WHAT YOU NEED TO DO :: Put every line of the material from the one containing "Point out every instance of the windshield" down to the one containing "x=921, y=281" into a numbered list, omitting any blank lines.

=== INPUT DATA ===

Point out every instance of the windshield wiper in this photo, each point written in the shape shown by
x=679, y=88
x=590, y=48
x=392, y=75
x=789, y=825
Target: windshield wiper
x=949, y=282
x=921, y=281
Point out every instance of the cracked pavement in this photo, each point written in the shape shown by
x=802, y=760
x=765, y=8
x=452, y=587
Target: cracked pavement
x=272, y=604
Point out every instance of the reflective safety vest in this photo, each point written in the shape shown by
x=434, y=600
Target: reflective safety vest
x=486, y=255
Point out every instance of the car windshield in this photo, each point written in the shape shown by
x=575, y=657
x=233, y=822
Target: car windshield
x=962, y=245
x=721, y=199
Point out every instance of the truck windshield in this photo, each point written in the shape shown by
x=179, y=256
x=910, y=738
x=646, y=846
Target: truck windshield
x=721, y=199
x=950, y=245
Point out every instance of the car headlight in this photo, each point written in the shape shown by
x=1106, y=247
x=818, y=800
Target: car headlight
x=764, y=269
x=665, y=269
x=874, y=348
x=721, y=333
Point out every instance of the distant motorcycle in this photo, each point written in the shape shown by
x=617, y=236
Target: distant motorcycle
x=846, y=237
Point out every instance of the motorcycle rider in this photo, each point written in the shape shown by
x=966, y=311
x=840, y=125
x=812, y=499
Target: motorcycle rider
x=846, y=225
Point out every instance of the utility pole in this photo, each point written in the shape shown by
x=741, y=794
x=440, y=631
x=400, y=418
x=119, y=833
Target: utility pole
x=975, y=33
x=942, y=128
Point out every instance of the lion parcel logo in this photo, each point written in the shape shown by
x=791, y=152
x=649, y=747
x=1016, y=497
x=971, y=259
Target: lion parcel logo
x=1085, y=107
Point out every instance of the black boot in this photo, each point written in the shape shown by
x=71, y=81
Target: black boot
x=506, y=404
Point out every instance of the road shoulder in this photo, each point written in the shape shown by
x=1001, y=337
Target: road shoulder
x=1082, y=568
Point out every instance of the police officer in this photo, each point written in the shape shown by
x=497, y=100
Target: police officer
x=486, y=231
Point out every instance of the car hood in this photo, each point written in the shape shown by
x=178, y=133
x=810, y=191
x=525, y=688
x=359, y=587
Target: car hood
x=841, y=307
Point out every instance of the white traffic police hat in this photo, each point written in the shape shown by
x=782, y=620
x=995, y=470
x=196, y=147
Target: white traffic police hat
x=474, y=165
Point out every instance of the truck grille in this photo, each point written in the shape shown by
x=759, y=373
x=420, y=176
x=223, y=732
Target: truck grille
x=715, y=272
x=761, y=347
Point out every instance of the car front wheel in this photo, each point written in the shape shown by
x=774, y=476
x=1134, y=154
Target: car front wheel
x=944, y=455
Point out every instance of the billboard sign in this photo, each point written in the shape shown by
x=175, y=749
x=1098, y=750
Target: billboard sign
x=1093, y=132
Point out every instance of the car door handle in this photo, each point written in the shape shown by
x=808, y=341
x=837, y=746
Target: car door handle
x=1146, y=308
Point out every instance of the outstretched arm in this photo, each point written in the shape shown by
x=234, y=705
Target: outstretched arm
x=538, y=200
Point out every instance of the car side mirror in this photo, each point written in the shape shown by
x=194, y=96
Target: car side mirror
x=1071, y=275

===
=== INPUT DATA ===

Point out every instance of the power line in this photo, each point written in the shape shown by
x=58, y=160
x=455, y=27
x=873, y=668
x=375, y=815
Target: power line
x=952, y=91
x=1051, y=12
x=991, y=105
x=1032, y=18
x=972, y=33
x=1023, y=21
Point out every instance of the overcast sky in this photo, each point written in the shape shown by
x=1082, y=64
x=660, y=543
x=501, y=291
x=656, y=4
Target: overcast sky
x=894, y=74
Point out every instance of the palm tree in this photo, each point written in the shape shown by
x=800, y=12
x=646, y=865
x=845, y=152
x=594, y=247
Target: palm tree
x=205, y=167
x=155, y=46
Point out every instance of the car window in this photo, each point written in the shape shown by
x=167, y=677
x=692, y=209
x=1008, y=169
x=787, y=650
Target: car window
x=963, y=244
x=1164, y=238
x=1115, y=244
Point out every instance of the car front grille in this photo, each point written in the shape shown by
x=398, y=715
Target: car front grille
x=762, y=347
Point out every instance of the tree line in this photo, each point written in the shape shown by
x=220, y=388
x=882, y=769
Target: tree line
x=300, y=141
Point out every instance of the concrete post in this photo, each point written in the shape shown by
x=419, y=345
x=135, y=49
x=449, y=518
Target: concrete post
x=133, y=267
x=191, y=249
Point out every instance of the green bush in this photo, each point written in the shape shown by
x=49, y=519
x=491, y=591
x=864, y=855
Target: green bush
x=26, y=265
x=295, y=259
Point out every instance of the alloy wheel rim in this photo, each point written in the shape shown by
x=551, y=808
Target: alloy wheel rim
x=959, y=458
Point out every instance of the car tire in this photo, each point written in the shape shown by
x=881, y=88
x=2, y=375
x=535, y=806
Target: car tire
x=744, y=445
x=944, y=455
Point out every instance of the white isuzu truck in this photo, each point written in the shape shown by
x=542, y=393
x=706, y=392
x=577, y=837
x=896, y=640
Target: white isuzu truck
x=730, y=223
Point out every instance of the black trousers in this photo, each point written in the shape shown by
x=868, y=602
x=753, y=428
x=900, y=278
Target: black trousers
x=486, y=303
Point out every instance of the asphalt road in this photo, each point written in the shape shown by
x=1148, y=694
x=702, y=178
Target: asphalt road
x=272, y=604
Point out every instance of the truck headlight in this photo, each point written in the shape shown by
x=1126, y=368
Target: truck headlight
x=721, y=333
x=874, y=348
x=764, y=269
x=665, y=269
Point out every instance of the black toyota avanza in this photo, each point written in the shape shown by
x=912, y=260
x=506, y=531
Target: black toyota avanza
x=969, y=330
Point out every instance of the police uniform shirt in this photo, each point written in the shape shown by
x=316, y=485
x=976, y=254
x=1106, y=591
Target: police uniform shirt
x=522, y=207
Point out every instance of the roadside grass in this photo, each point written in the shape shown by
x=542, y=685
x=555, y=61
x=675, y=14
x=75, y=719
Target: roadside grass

===

SOLUTION TO THIS EXERCISE ::
1. Point out every instance of the windshield wiper in this photo, each point written in the shape shown by
2. x=679, y=88
3. x=590, y=48
4. x=392, y=75
5. x=789, y=825
6. Target: windshield wiper
7. x=949, y=282
8. x=921, y=281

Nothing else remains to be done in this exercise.